╭─ PASSAGE EXTRAIT

Une femme enceinte ferme son pantalon.
© Getty - skaman306

Y a-t-il un tabou sur la condition des femmes en début de grossesse ? Et depuis quand ? Du fait des risques de fausse couche, les femmes enceintes sont souvent invitées à ne pas annoncer leur condition au cours des trois premiers mois. Un silence qui pèse lourd et qui n'est pas sans impact.

Les fausses couches concernent entre 10 et 15 % des grossesses. En France, on estime à 200 000 environ le nombre de fausses couches chaque année. Un chiffre conséquent, qui vient peser sur les premiers mois de la grossesse : il convient de ne pas en parler, de ne pas trop ébruiter la chose, afin de se préserver au cas où la grossesse serait brutalement interrompue.

╰─

- **EXPLORATION DU DOCUMENT**:
1. D'après le passage extrait, à combien estime-t-on le nombre annuel de fausses couches en France ?
2. Réécrivez le segment du passage extrait allant de "Y a-t-il un" jusqu'à "serait brutalement interrompue.", en remplaçant "trois premiers mois" par "premières semaines".
3. Traduisez en anglais la phrase suivante du passage extrait : « Les fausses couches concernent entre 10 et 15 % des grossesses. »
Les lignes ci-après sont sans rapport avec le passage extrait.

╭─ DONNÉES EXTRAITES

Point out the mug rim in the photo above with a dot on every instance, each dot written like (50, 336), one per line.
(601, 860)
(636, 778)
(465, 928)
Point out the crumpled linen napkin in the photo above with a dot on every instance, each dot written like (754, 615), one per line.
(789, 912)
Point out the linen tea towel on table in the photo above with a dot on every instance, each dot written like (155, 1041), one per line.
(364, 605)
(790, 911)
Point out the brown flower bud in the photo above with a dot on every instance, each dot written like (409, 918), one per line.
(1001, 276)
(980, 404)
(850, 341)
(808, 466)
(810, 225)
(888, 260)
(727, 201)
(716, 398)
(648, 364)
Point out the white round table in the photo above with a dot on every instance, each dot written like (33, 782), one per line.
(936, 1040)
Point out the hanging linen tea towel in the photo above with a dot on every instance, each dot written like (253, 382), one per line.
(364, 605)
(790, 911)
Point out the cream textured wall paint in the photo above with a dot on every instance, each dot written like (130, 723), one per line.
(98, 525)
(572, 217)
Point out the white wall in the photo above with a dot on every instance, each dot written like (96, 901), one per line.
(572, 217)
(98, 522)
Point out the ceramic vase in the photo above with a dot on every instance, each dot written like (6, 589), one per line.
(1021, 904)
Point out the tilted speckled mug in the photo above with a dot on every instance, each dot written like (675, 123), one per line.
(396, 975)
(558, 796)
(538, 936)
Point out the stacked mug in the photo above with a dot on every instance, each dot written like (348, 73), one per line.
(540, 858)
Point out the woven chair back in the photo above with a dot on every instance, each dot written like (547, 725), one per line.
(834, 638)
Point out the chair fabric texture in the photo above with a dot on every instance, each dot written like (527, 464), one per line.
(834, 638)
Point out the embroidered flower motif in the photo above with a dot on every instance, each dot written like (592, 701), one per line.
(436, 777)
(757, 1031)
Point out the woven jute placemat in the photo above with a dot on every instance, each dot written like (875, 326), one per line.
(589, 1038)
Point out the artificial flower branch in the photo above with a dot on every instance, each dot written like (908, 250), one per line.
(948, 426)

╰─

- **RÉPONSES PAR CONSIGNE**:
1. À environ 200 000.

2.
Y a-t-il un tabou sur la condition des femmes en début de grossesse ? Et depuis quand ? Du fait des risques de fausse couche, les femmes enceintes sont souvent invitées à ne pas annoncer leur condition au cours des premières semaines. Un silence qui pèse lourd et qui n'est pas sans impact.

Les fausses couches concernent entre 10 et 15 % des grossesses. En France, on estime à 200 000 environ le nombre de fausses couches chaque année. Un chiffre conséquent, qui vient peser sur les premiers mois de la grossesse : il convient de ne pas en parler, de ne pas trop ébruiter la chose, afin de se préserver au cas où la grossesse serait brutalement interrompue.

3. Miscarriages affect between 10 and 15% of pregnancies.